Locate and copy every line in the entries that contains the word "black". Case counts: match only that exact capitalization.
··· GIVEN RECORDS
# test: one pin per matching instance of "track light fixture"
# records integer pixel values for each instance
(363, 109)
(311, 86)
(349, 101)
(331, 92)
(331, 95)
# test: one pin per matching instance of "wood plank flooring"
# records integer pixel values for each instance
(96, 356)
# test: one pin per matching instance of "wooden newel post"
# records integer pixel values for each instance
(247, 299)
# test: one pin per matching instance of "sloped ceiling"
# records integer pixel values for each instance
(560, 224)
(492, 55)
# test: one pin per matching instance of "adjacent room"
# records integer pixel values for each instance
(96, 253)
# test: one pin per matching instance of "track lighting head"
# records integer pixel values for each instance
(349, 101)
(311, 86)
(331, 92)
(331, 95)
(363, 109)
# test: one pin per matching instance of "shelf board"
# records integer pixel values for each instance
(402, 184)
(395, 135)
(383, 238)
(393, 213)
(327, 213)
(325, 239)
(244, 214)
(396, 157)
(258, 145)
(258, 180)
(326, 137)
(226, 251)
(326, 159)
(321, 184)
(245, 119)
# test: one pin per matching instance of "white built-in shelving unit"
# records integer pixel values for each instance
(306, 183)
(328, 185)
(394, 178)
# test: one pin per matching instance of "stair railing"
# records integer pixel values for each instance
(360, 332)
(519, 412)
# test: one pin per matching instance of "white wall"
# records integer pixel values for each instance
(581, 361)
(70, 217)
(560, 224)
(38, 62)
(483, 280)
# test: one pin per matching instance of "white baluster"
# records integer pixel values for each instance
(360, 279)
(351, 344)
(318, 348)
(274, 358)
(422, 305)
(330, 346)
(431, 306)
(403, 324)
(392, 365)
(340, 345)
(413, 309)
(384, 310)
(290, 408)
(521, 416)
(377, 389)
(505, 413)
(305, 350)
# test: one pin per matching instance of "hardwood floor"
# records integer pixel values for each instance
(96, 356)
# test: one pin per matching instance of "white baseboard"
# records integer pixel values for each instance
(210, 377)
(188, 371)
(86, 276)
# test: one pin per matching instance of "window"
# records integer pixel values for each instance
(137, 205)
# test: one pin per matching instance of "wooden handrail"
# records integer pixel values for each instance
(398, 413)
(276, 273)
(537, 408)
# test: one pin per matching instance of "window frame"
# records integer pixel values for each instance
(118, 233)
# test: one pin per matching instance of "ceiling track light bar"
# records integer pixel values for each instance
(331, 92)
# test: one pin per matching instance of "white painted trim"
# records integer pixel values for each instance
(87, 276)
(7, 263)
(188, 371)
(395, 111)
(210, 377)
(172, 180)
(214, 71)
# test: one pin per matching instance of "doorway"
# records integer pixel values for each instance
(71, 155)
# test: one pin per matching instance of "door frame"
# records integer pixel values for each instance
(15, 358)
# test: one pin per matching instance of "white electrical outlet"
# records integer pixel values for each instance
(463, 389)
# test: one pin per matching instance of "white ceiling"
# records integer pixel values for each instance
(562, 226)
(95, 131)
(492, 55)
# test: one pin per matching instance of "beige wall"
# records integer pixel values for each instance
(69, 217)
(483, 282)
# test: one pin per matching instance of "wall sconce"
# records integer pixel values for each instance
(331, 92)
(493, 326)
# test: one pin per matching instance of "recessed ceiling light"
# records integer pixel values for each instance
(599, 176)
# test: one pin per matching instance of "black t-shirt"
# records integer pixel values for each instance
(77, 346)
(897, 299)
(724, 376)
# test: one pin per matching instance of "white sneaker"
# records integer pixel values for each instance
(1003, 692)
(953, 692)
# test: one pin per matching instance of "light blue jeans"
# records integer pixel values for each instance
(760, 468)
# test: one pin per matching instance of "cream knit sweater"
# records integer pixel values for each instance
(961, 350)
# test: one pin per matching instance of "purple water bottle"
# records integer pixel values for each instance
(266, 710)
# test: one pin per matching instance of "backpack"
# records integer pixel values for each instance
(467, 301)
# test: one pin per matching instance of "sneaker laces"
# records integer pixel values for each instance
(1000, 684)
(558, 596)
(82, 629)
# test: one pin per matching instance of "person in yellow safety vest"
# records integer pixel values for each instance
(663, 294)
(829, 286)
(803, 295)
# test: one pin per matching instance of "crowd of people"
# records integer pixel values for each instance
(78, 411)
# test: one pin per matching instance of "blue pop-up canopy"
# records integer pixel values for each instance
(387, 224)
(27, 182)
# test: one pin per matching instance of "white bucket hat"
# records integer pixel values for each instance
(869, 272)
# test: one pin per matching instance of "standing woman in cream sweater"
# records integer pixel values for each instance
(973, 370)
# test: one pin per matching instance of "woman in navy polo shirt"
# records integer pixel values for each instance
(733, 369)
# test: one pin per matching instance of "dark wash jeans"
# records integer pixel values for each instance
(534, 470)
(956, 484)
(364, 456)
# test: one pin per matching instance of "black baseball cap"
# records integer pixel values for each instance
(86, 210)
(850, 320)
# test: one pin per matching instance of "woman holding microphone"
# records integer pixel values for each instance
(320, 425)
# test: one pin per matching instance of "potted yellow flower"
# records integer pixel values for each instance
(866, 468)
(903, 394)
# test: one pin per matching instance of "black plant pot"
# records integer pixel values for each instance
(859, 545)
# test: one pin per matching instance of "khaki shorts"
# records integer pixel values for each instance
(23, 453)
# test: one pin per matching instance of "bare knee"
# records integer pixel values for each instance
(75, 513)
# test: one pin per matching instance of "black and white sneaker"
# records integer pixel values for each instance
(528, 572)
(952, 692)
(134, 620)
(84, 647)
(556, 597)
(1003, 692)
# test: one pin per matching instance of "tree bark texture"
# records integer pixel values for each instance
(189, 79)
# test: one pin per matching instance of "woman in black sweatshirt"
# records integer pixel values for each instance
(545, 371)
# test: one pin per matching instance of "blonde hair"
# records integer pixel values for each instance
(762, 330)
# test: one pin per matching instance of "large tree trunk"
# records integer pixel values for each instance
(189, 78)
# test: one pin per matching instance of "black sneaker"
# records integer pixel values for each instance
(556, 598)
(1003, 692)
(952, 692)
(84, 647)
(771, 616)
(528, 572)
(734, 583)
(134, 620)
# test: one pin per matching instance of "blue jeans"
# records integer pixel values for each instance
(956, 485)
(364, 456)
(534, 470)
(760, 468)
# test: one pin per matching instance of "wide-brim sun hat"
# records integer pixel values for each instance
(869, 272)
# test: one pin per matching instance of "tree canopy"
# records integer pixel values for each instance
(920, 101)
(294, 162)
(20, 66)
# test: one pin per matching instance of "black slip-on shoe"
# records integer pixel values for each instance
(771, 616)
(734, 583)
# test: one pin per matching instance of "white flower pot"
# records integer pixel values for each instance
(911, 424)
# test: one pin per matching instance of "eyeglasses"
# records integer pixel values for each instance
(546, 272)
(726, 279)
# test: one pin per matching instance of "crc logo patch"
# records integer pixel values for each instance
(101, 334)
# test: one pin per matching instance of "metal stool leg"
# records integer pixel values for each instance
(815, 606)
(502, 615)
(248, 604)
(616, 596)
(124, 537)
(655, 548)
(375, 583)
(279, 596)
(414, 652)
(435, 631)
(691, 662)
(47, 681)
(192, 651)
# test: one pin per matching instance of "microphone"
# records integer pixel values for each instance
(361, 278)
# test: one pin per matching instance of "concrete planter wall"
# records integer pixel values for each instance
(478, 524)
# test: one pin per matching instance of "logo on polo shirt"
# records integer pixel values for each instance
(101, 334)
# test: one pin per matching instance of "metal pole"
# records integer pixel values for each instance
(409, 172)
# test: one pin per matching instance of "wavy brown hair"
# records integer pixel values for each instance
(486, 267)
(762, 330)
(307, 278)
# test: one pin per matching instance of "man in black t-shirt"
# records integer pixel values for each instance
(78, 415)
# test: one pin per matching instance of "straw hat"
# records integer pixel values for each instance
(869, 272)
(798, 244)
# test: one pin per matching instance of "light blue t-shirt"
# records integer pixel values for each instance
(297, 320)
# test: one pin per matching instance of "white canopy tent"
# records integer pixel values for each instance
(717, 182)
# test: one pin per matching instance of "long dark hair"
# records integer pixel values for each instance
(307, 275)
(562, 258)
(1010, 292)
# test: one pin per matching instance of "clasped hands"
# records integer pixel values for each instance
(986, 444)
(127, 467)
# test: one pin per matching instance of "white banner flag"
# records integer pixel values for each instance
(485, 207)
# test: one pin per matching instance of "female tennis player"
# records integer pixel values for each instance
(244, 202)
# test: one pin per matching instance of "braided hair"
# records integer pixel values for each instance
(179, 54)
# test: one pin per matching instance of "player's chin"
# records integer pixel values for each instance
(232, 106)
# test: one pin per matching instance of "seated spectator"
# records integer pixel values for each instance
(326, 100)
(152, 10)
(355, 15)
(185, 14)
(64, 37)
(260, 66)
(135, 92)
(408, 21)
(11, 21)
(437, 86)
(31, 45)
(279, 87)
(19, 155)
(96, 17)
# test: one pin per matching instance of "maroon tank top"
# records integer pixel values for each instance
······
- **FINAL RESULT**
# test: one pin per matching instance of "black t-shirt"
# test: one pin per matching instance of "black baseball cap"
# test: one pin per matching instance of "black plant pot"
# test: one pin per matching instance of "black and white sneaker"
# test: one pin per matching instance of "woman in black sweatshirt"
# test: one pin per matching instance of "black sneaker"
# test: one pin per matching instance of "black slip-on shoe"
# test: one pin per matching instance of "man in black t-shirt"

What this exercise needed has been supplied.